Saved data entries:
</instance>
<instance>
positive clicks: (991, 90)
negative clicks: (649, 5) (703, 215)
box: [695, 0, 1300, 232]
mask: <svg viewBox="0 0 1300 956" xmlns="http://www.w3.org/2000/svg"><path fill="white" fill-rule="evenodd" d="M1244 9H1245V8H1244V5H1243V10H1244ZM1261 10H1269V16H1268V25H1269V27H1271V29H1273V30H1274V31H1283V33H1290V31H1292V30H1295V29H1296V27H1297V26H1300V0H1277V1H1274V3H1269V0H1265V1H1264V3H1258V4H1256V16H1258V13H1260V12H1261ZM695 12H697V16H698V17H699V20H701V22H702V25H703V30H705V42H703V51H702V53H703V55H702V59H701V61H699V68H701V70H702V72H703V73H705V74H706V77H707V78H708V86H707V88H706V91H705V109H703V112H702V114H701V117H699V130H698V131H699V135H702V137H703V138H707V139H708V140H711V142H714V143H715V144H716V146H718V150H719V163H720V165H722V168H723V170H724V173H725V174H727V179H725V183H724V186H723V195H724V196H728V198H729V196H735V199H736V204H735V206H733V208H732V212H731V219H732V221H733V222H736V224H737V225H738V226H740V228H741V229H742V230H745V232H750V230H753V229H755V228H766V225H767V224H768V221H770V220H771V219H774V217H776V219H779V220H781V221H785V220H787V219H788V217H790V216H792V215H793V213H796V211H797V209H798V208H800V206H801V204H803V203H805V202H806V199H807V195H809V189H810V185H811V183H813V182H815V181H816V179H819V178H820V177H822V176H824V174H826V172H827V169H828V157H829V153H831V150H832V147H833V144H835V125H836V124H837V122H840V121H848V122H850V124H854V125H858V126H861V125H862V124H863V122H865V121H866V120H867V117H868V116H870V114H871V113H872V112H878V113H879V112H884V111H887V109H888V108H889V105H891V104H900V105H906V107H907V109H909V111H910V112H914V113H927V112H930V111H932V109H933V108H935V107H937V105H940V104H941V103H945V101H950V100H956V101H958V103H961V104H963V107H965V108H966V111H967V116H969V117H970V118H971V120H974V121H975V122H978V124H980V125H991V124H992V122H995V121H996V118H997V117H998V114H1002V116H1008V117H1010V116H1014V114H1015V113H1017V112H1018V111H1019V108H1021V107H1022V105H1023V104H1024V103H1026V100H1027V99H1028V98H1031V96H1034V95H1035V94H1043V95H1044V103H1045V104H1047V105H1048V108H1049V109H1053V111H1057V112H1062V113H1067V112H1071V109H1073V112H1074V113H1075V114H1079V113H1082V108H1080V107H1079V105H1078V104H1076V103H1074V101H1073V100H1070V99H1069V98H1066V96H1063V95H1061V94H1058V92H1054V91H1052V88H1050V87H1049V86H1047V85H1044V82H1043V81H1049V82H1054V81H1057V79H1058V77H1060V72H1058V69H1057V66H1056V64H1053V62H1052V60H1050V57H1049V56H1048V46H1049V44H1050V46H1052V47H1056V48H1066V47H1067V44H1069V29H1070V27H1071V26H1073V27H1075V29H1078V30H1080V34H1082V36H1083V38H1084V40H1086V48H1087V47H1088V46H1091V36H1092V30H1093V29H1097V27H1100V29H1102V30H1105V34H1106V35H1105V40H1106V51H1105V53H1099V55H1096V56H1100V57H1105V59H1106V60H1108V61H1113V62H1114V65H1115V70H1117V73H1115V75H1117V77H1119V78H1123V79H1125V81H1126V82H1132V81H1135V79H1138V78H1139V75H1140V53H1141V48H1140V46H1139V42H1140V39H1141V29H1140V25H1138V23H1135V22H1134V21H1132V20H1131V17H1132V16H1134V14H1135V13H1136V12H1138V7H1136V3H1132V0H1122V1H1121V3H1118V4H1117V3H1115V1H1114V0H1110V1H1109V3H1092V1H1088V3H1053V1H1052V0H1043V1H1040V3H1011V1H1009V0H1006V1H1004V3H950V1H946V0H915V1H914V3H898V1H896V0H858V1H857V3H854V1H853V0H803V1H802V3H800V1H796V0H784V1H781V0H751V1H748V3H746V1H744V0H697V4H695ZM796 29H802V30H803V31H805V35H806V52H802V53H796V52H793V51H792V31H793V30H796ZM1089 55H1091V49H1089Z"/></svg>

- **INSTRUCTIONS TO FOLLOW**
Copy the items above back out word for word, keeping every line as it stands.

- **RESPONSE BELOW**
</instance>
<instance>
positive clicks: (991, 90)
negative clicks: (649, 5) (703, 215)
box: [695, 0, 1300, 232]
mask: <svg viewBox="0 0 1300 956" xmlns="http://www.w3.org/2000/svg"><path fill="white" fill-rule="evenodd" d="M1244 9H1245V8H1244V5H1243V10H1244ZM1261 10H1269V16H1268V25H1269V27H1271V29H1273V30H1274V31H1283V33H1290V31H1292V30H1295V29H1296V27H1297V26H1300V0H1277V1H1274V3H1269V0H1265V1H1264V3H1258V4H1256V16H1258V13H1260V12H1261ZM695 12H697V16H698V17H699V20H701V22H702V25H703V30H705V42H703V51H702V53H703V55H702V59H701V61H699V68H701V70H702V72H703V73H705V74H706V77H707V78H708V86H707V88H706V91H705V109H703V112H702V114H701V117H699V130H698V131H699V135H702V137H703V138H707V139H708V140H711V142H714V143H715V144H716V146H718V150H719V163H720V165H722V168H723V170H724V173H725V174H727V179H725V183H724V186H723V195H724V196H728V198H729V196H735V199H736V204H735V206H733V208H732V212H731V219H732V221H733V222H736V224H737V225H738V226H740V228H741V229H742V230H745V232H750V230H753V229H755V228H766V225H767V224H768V221H770V220H771V219H774V217H776V219H779V220H781V221H785V220H787V219H788V217H790V216H792V215H793V213H796V211H797V209H798V208H800V206H801V204H803V203H805V202H806V199H807V195H809V189H810V185H811V183H813V182H815V181H816V179H819V178H820V177H822V176H824V174H826V172H827V169H828V157H829V153H831V150H832V147H833V144H835V125H836V124H837V122H840V121H848V122H850V124H854V125H858V126H861V125H862V124H863V122H865V121H866V120H867V117H868V116H870V114H871V113H872V112H878V113H879V112H884V111H887V109H888V108H889V105H891V104H900V105H906V107H907V109H909V111H910V112H914V113H927V112H930V111H932V109H933V108H935V107H937V105H940V104H941V103H945V101H950V100H956V101H958V103H961V104H963V107H965V108H966V111H967V116H969V117H970V118H971V120H974V121H975V122H978V124H980V125H991V124H992V122H995V121H996V118H997V117H998V114H1002V116H1008V117H1010V116H1014V114H1015V113H1017V112H1018V111H1019V108H1021V107H1022V105H1023V104H1024V103H1026V100H1027V99H1028V98H1031V96H1034V95H1035V94H1043V95H1044V103H1045V104H1047V105H1048V108H1049V109H1053V111H1057V112H1062V113H1067V112H1071V109H1073V112H1074V113H1075V114H1079V113H1082V108H1080V107H1079V105H1078V104H1076V103H1074V101H1073V100H1070V99H1069V98H1066V96H1063V95H1061V94H1058V92H1054V91H1052V88H1050V87H1049V86H1047V85H1044V82H1043V81H1049V82H1054V81H1057V79H1058V77H1060V72H1058V69H1057V66H1056V64H1053V62H1052V60H1050V57H1049V56H1048V46H1049V44H1050V46H1052V47H1056V48H1066V47H1067V44H1069V29H1070V27H1071V26H1073V27H1075V29H1078V30H1080V34H1082V36H1083V38H1084V40H1086V48H1087V47H1088V46H1091V36H1092V30H1093V29H1097V27H1100V29H1102V30H1105V34H1106V35H1105V40H1106V51H1105V53H1099V55H1096V56H1100V57H1105V59H1106V60H1108V61H1113V62H1114V65H1115V70H1117V73H1115V75H1117V77H1119V78H1123V79H1125V81H1126V82H1132V81H1135V79H1138V78H1139V75H1140V53H1141V48H1140V46H1139V42H1140V39H1141V29H1140V25H1138V23H1135V22H1134V21H1132V20H1131V17H1132V16H1134V14H1135V13H1136V12H1138V7H1136V3H1132V0H1122V1H1121V3H1118V4H1117V3H1115V1H1114V0H1110V1H1109V3H1092V1H1088V3H1053V1H1052V0H1043V1H1040V3H1011V1H1009V0H1006V1H1004V3H950V1H946V0H915V1H914V3H898V1H896V0H858V1H857V3H854V1H853V0H803V1H802V3H800V1H796V0H784V1H781V0H751V1H748V3H746V1H744V0H697V4H695ZM796 29H802V30H803V31H805V35H806V52H802V53H796V52H793V51H792V31H793V30H796ZM1089 55H1091V49H1089Z"/></svg>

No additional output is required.